Task requirements: Recast the records as a numbered list, starting with their first line and ending with the line that contains "M0 600L1 699L465", both included. Leave out blank lines.

## START Records supplied

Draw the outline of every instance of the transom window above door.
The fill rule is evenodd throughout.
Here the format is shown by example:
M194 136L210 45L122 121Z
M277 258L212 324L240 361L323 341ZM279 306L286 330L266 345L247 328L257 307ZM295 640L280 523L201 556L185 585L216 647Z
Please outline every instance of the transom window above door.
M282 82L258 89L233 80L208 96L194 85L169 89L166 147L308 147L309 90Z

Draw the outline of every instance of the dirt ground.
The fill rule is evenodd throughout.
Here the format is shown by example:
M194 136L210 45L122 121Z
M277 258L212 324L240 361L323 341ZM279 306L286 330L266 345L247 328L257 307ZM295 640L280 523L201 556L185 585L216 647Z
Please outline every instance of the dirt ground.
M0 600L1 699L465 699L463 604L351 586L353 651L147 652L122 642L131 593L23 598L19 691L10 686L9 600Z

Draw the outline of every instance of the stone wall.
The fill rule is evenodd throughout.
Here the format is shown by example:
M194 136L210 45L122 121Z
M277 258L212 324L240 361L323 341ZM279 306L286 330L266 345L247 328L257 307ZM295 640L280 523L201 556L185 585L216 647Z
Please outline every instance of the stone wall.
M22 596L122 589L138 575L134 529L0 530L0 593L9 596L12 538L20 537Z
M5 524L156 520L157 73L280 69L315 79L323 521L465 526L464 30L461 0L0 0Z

## END Records supplied

Answer to the exercise:
1. Draw the outline of every instance of the transom window above door.
2. The fill rule is evenodd throughout.
3. Here the format is shown by example:
4. M194 136L210 45L122 121Z
5. M277 258L212 324L240 361L323 341ZM279 306L286 330L266 345L247 328L257 307ZM295 640L280 523L201 556L185 585L216 647Z
6. Please outline every instance of the transom window above door.
7. M282 82L258 89L233 80L208 96L194 85L169 89L166 147L308 147L309 90Z
8. Draw the outline of every instance of the dirt ground.
9. The fill rule is evenodd throughout.
10. Here the format is shown by example:
11. M194 136L210 45L122 121Z
12. M277 258L212 324L240 361L323 341ZM279 306L286 330L266 345L247 328L257 307ZM295 640L280 523L201 556L185 585L216 647Z
13. Please outline every instance of the dirt ground.
14. M0 600L1 699L465 699L463 604L351 586L353 651L147 652L122 642L131 593L23 598L19 691L10 686L9 600Z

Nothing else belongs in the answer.